### What to work on
Locate the line containing "target | crosier staff" in the data below. Reproduce it and every following line up to the end, exactly as given.

### Input rows

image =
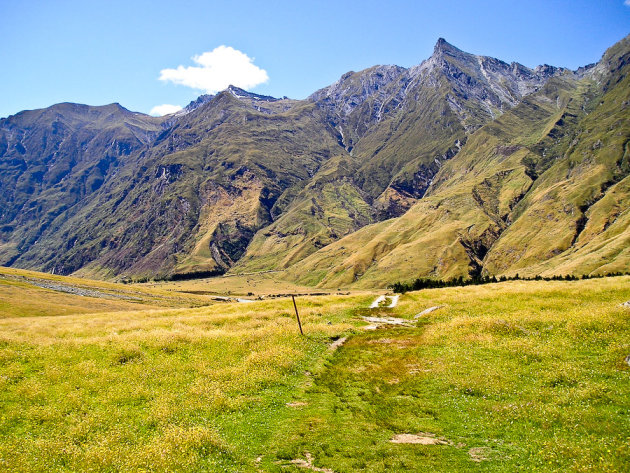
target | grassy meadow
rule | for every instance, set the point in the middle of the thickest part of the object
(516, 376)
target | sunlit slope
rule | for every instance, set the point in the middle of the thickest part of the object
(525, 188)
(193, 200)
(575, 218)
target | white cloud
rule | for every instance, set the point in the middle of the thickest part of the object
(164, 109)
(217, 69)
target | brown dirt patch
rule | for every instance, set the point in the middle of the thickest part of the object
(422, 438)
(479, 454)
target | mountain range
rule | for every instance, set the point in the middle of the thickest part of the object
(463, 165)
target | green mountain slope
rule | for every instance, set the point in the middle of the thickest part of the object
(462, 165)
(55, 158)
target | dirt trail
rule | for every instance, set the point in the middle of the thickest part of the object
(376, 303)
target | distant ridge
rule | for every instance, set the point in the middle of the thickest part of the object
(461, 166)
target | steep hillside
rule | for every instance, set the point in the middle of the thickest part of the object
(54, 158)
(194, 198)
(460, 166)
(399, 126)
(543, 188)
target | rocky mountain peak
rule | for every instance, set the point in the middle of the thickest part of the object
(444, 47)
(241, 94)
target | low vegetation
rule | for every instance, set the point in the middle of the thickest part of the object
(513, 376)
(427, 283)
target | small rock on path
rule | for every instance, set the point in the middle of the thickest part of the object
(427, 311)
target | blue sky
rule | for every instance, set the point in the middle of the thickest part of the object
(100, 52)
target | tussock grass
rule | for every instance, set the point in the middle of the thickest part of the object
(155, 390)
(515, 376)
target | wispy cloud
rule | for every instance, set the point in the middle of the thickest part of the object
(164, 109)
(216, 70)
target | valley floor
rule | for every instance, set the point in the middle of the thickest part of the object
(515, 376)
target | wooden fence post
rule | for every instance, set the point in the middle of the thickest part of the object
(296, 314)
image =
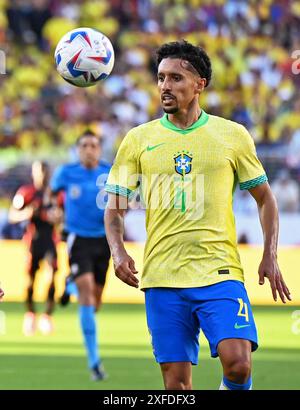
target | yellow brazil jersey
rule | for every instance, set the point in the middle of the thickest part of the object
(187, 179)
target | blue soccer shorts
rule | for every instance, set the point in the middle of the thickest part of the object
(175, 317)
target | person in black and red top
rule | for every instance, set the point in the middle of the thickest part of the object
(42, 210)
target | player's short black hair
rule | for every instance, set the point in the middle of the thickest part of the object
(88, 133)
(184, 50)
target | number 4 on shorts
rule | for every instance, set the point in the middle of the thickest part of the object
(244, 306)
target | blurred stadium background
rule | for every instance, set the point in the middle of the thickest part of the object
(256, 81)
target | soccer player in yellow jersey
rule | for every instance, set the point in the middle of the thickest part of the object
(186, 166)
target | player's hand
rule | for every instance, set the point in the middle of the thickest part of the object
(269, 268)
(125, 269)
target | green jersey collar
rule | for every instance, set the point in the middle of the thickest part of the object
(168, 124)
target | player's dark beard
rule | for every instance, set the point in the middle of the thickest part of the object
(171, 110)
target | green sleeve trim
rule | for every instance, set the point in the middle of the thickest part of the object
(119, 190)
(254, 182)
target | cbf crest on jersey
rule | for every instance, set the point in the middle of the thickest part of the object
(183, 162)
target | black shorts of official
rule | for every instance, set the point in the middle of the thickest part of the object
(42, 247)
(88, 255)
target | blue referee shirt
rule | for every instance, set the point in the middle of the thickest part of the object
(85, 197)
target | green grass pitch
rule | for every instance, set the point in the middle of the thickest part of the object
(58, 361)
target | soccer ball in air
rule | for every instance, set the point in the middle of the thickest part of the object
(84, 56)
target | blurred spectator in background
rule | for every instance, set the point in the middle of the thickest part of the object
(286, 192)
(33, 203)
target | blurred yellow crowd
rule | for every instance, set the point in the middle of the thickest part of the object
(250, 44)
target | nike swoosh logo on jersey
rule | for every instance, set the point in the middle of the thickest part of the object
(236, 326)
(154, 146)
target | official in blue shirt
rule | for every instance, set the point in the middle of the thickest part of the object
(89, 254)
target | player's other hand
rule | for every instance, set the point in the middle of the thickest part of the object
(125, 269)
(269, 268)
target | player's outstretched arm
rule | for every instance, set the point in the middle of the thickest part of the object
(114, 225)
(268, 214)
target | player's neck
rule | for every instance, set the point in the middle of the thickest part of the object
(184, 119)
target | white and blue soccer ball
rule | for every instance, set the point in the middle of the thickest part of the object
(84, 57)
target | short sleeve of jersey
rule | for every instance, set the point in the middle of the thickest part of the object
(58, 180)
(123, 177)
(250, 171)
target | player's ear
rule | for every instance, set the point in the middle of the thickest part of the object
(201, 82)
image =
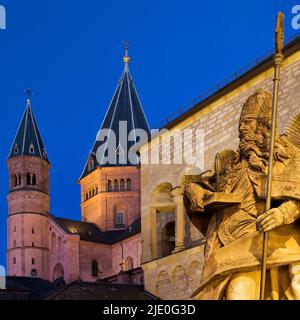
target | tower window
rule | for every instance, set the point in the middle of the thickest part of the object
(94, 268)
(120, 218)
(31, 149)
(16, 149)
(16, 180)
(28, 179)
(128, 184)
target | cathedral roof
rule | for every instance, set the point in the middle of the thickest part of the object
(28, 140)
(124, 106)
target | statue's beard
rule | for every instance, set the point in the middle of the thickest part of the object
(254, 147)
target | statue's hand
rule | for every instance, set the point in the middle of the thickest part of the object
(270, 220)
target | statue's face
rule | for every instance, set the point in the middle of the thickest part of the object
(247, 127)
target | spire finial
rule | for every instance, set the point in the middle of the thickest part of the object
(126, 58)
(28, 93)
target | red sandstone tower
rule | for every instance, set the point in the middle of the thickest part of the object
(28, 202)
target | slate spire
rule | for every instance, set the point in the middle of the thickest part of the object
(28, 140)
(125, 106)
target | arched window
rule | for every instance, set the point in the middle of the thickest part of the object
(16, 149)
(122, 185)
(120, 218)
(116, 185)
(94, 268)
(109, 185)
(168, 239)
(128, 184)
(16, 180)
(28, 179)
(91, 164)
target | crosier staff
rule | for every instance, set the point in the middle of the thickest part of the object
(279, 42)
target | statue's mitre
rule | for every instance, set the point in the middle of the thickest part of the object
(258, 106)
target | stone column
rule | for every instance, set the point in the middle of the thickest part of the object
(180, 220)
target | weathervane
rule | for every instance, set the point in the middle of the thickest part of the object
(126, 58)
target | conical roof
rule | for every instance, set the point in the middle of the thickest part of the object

### Finished answer
target | crosier staff
rule | for every instance, set the point in the middle of the thickest part of the object
(279, 42)
target | statue's mitre
rule | for every instance, set the point in the middle of the thickest part of the object
(258, 106)
target | stone column
rule | for every instance, set the point in the middle of the thickest part of the object
(180, 220)
target | weathervane
rule | for every instance, set the point in the middle of the thickest part of the object
(126, 58)
target | conical roof
rule | for every instance, set the point in the middle of the thickest part of the object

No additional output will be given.